Challenge
Can you extract, word for word, the portion of the forum thread below on the new Dracula face from "Im sure it'll" to "in Stoker's book."?

Page excerpt

# New face for Dracula



## pugknows (May 28, 2002)

Just got a kit in for review.








Rob
Monster Model Review


----------



## Just Plain Al (Sep 7, 1999)

Crap!! I was hoping it was a hoax or mis-understanding last time this was shown.


----------



## mrmurph (Nov 21, 2007)

BLEAGH!

Remember "The Bellringer of Notre Dame" fiasco? Yeah.... that.


----------



## Jodet (May 25, 2008)

Looks nice to me. Is there some history here I'm not aware of?


----------



## steve123 (Feb 9, 2009)

It looks fine. The last time I saw a built Dracula was at my friend Steffan Kacuvfus's House...were were 5... 

It wil be ok guys.....

Steve


----------



## beck (Oct 22, 2003)

i kinda like it . 
hb


----------



## MonsterModelMan (Dec 20, 2000)

It reminds me of the Disney Haunted Mansion The Vampire's Midnight Madness head....

http://www.tylisaari.com/models/disney/vmm-box2.JPG

I don't have a close up pic to compare it to but I wonder....hmmmm!

MMM


----------



## Kitzillastein58 (Jan 27, 2009)

No disrespect intented, but to me, this looks like Barney Fife with fangs! :freak:

Kitz' :wave:


----------



## SoleSky (Feb 20, 2009)

Im sure it'll look better painted


----------



## John Galt (Nov 23, 2001)

If you add a moustache, you might have it.

John Carradine played Dracula in "??? of Dracula" or something, and to me he came the closest EVER to looking like the description of Dracula in Stoker's book.

Just an opinion.


----------



## pugknows (May 28, 2002)

John Carradine played Dracula in the House of Frankenstein.


----------



## spocks beard (Mar 21, 2007)

Don't tell me this is from an upcoming dracula reissue from monogram/Revell? I missed any news on this kit being released, Can any one please fill me in on this kit? Does it come with the original head, Or did they trash the toolingThey did the same thing with some of the super heroes,Superman was hideous.:freak:


----------



## ChrisW (Jan 1, 1970)

Spocks.... Check out this thread:
http://www.hobbytalk.com/bbs1/showthread.php?t=241357&highlight=dracula

I was an early critic of destroying the molds for Bill Lemon's work. While the eyes are too large, it looks better than the painted sample on the cover of the box...IMHO...


----------



## steve123 (Feb 9, 2009)

Given data
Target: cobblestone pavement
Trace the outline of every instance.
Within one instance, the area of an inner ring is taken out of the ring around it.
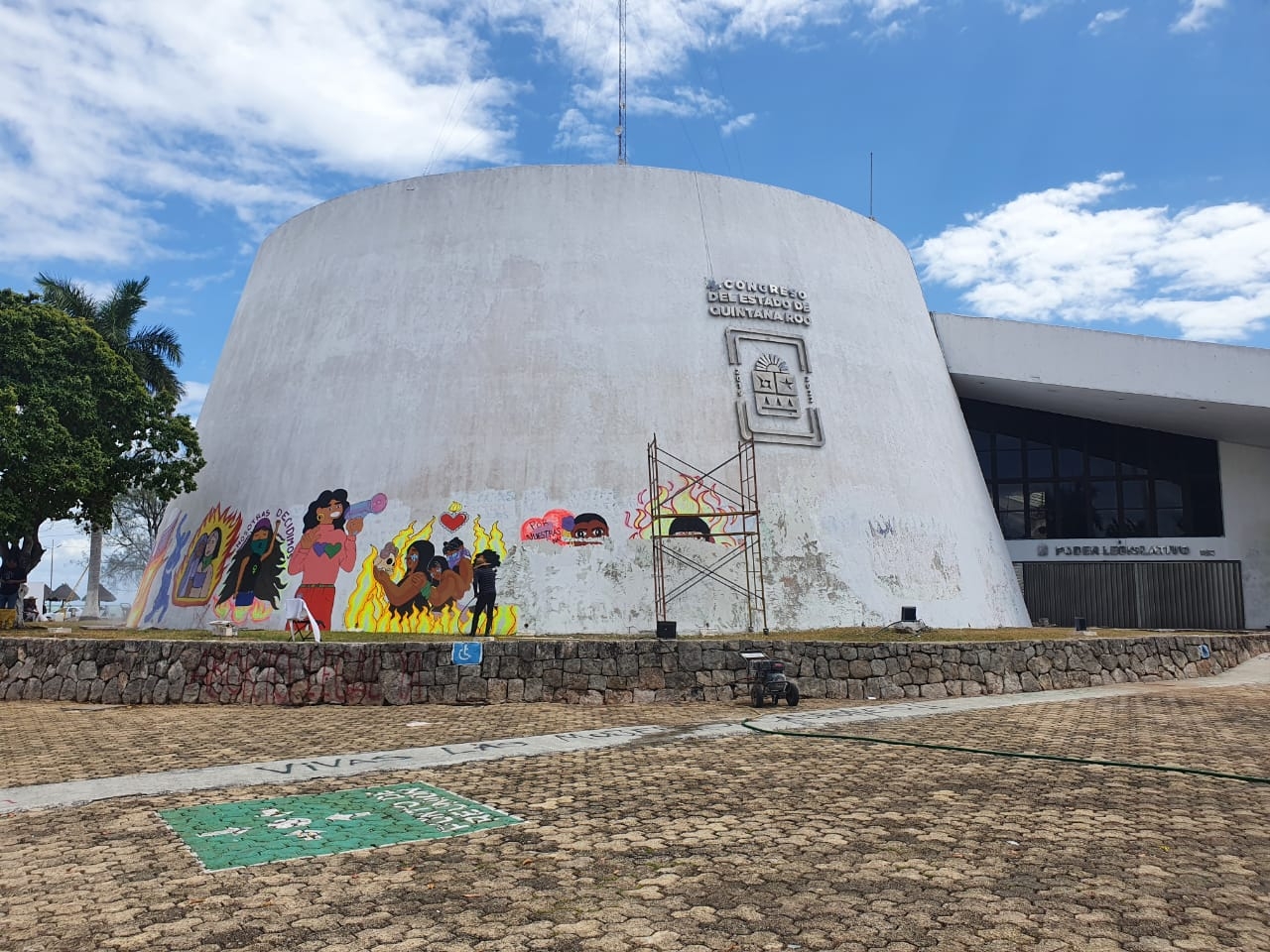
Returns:
[[[10,702],[0,787],[757,713]],[[1267,684],[847,726],[815,730],[1270,774]],[[420,781],[526,823],[206,873],[155,812]],[[824,736],[108,800],[0,816],[0,844],[15,952],[1270,949],[1270,784]]]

Solution to the exercise
Im sure it'll look better painted


----------



## John Galt (Nov 23, 2001)

If you add a moustache, you might have it.

John Carradine played Dracula in "??? of Dracula" or something, and to me he came the closest EVER to looking like the description of Dracula in Stoker's book.